Recorded data:

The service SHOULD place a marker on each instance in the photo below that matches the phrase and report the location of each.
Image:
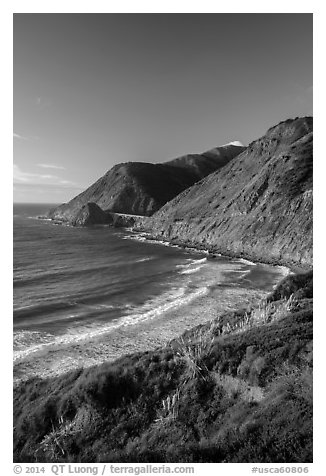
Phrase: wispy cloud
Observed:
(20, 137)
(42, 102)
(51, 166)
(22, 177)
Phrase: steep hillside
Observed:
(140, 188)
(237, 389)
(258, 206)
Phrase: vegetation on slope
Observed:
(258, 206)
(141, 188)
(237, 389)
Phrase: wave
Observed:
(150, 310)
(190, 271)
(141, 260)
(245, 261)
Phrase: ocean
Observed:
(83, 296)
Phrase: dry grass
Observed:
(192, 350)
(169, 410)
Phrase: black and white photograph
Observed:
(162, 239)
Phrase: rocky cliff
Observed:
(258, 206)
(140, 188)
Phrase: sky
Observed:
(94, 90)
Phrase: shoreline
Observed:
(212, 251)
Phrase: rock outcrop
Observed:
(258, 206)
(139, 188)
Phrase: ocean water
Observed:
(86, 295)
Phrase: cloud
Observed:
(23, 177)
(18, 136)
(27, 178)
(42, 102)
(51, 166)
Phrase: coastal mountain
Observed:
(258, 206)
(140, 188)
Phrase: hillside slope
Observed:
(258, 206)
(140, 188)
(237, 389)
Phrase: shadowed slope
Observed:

Task prompt:
With the pictures left out, transcribe the material exactly.

Written response:
The service SHOULD place a marker on each instance in the photo below that matches the phrase and report the location of each.
Image:
Phrase: wispy cloud
Observed:
(20, 137)
(42, 102)
(51, 166)
(22, 177)
Phrase: steep hillside
Observed:
(140, 188)
(237, 389)
(258, 206)
Phrase: vegetation on slope
Observed:
(258, 206)
(141, 188)
(237, 389)
Phrase: wave
Observed:
(150, 310)
(190, 271)
(141, 260)
(245, 261)
Phrase: ocean
Observed:
(83, 296)
Phrase: dry grass
Observed:
(192, 350)
(169, 410)
Phrase: black and white photograph
Observed:
(162, 239)
Phrase: rocky cliff
Observed:
(258, 206)
(140, 188)
Phrase: sky
Observed:
(94, 90)
Phrase: shoreline
Observed:
(212, 251)
Phrase: rock outcrop
Observed:
(258, 206)
(139, 188)
Phrase: ocean water
Observed:
(86, 295)
Phrase: cloud
Observed:
(23, 177)
(18, 136)
(27, 178)
(42, 102)
(51, 166)
Phrase: coastal mountain
Observed:
(258, 206)
(140, 188)
Phrase: hillside slope
Observed:
(258, 206)
(140, 188)
(237, 389)
Phrase: shadowed slope
Observed:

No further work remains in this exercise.